● **To do**
Reproduce the forum post below on adding numpy.get_include() to a setuptools build, in full and word for word.

● **Excerpt**
--------

Add numpy.get_include() argument to setuptools without preinstalled numpy
Asked Answered
T

3

18

I am currently developing a python package that uses cython and numpy and I want the package to be installable using the pip install command from a clean python installation. All dependencies should be installed automatically. I am using setuptools with the following setup.py:

import setuptools

my_c_lib_ext = setuptools.Extension(
    name="my_c_lib",
    sources=["my_c_lib/some_file.pyx"]
)

setuptools.setup(
    name="my_lib",
    version="0.0.1",
    author="Me",
    author_email="[email protected]",
    description="Some python library",
    packages=["my_lib"],
    ext_modules=[my_c_lib_ext],
    setup_requires=["cython >= 0.29"],
    install_requires=["numpy >= 1.15"],
    classifiers=[
        "Programming Language :: Python :: 3",
        "Operating System :: OS Independent"
    ]
)

This has worked great so far. The pip install command downloads cython for the build and is able to build my package and install it together with numpy.

Now I want to improve the performance of my cython code, which leads to some changes in my setup.py. I need to add include_dirs=[numpy.get_include()] to either the call of setuptools.Extension(...) or setuptools.setup(...) which means that I also need to import numpy. (See http://docs.cython.org/en/latest/src/tutorial/numpy.html and Make distutils look for numpy header files in the correct place for rationals.)

This is bad. Now the user cannot call pip install from a clean environment, because import numpy will fail. The user needs to pip install numpy before installing my library. Even if I move "numpy >= 1.15" from install_requires to setup_requires the installation fails, because the import numpy is evaluated earlier.

--------

● **Data section**

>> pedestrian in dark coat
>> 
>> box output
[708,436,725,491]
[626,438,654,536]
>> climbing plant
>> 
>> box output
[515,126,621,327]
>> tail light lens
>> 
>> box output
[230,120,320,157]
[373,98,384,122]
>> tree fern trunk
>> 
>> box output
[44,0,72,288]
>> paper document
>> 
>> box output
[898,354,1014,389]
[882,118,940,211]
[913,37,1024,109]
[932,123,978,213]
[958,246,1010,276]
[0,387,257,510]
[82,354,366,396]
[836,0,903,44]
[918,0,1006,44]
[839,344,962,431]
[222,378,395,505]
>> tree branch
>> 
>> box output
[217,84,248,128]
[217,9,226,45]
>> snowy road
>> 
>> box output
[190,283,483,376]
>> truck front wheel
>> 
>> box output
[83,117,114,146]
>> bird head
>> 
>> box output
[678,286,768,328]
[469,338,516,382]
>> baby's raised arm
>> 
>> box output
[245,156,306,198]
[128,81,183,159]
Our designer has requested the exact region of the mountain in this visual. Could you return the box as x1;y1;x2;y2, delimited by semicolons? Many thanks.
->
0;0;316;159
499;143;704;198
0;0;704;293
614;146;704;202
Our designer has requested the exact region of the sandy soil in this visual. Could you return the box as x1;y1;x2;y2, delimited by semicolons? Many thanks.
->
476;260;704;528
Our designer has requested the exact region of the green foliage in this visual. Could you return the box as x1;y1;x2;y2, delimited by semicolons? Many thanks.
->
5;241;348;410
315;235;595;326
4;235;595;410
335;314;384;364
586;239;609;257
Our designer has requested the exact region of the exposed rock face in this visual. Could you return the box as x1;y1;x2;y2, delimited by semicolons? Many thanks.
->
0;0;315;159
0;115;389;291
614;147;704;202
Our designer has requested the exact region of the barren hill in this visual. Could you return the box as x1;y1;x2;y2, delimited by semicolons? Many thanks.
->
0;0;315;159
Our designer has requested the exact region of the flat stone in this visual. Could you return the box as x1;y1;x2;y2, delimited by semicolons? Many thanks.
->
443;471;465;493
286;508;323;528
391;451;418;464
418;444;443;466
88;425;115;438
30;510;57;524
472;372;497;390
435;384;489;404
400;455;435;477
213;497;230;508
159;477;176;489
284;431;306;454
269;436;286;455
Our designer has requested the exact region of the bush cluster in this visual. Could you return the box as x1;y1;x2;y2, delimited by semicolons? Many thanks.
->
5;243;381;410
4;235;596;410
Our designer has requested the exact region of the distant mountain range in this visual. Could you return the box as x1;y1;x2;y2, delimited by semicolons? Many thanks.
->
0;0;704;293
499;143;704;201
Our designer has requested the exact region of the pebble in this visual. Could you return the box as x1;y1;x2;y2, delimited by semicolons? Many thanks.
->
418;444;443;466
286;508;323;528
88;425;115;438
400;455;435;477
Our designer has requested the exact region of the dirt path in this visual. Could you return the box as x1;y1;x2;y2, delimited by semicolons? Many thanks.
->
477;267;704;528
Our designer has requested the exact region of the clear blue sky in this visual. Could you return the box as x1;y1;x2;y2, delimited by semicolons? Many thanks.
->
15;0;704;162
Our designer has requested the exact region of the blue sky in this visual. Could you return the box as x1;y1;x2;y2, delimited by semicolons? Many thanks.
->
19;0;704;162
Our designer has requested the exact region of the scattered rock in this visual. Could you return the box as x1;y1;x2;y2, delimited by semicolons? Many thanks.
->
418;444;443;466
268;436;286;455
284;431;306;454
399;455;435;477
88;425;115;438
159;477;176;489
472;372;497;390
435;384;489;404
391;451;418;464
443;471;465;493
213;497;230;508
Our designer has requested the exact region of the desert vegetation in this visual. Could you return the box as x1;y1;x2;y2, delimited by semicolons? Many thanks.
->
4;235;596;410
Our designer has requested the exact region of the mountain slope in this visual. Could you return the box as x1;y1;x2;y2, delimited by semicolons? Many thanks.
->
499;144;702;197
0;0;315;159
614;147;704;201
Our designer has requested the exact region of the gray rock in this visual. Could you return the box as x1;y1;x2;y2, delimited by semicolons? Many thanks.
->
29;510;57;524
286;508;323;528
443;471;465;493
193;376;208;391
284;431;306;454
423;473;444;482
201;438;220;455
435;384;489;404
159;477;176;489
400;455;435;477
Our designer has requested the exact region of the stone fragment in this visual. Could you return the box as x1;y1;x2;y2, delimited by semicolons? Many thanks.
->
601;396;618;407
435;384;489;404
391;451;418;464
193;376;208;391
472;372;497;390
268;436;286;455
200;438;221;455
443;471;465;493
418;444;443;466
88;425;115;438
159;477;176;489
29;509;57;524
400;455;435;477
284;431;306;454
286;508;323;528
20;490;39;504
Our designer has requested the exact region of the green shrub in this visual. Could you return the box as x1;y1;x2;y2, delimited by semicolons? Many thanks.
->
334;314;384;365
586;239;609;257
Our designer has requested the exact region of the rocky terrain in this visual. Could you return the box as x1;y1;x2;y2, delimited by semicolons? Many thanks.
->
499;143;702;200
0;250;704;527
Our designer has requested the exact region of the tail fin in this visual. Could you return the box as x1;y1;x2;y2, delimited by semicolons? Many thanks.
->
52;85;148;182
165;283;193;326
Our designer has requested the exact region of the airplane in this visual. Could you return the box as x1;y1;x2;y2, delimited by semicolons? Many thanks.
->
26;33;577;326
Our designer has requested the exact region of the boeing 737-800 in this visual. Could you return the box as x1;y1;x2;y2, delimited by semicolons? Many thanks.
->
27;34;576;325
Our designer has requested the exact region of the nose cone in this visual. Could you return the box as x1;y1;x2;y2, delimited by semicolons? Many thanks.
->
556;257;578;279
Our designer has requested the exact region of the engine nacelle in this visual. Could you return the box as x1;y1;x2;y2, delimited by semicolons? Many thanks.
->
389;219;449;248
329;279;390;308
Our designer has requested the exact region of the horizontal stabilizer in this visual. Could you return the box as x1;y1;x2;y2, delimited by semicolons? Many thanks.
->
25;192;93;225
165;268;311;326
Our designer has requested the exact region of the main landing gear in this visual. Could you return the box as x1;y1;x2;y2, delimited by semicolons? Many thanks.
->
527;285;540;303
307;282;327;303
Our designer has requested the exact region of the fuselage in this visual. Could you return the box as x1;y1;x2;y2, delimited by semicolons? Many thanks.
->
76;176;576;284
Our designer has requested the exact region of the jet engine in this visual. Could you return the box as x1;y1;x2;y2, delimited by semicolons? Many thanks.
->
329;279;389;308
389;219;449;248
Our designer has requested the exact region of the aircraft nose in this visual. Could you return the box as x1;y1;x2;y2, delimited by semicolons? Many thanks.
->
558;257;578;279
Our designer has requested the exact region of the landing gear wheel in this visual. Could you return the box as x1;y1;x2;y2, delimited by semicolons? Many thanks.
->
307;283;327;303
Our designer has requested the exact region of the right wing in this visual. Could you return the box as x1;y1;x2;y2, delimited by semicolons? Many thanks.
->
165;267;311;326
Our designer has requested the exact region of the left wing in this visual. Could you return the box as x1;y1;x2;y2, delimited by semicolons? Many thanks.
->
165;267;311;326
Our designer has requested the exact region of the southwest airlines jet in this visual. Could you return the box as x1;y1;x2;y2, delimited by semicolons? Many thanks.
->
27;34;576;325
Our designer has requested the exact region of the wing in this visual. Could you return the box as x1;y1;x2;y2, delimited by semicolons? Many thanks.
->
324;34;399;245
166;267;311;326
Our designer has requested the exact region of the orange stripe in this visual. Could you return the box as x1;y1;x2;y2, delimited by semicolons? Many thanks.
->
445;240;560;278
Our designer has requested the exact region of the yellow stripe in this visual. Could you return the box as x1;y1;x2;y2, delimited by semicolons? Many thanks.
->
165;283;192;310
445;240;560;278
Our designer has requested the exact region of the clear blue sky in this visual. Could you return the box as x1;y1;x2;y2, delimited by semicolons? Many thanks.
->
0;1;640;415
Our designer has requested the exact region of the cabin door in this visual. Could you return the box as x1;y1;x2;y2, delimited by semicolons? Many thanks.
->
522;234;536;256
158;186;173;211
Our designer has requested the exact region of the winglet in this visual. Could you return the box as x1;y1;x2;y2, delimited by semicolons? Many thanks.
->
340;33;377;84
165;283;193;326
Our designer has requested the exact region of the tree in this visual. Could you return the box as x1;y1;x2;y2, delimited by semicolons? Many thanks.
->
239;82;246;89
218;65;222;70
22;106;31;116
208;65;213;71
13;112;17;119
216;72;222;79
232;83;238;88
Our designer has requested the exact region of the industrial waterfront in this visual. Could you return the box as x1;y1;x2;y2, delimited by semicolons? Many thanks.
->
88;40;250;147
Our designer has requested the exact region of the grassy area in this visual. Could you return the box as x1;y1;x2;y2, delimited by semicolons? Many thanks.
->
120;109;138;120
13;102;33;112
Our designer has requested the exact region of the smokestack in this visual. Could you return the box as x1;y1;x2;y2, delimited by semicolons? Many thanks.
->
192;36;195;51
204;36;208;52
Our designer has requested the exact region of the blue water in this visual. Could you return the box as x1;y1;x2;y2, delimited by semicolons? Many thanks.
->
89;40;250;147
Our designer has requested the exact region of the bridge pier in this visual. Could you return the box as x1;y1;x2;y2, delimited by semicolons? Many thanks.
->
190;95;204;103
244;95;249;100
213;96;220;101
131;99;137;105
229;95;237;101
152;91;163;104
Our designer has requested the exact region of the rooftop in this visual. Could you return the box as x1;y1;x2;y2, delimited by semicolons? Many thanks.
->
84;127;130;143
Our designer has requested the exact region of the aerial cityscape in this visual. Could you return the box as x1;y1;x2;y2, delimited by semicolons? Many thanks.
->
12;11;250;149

--------

● **Response to the exercise**
Add numpy.get_include() argument to setuptools without preinstalled numpy
Asked Answered
T

3

18

I am currently developing a python package that uses cython and numpy and I want the package to be installable using the pip install command from a clean python installation. All dependencies should be installed automatically. I am using setuptools with the following setup.py:

import setuptools

my_c_lib_ext = setuptools.Extension(
    name="my_c_lib",
    sources=["my_c_lib/some_file.pyx"]
)

setuptools.setup(
    name="my_lib",
    version="0.0.1",
    author="Me",
    author_email="[email protected]",
    description="Some python library",
    packages=["my_lib"],
    ext_modules=[my_c_lib_ext],
    setup_requires=["cython >= 0.29"],
    install_requires=["numpy >= 1.15"],
    classifiers=[
        "Programming Language :: Python :: 3",
        "Operating System :: OS Independent"
    ]
)

This has worked great so far. The pip install command downloads cython for the build and is able to build my package and install it together with numpy.

Now I want to improve the performance of my cython code, which leads to some changes in my setup.py. I need to add include_dirs=[numpy.get_include()] to either the call of setuptools.Extension(...) or setuptools.setup(...) which means that I also need to import numpy. (See http://docs.cython.org/en/latest/src/tutorial/numpy.html and Make distutils look for numpy header files in the correct place for rationals.)

This is bad. Now the user cannot call pip install from a clean environment, because import numpy will fail. The user needs to pip install numpy before installing my library. Even if I move "numpy >= 1.15" from install_requires to setup_requires the installation fails, because the import numpy is evaluated earlier.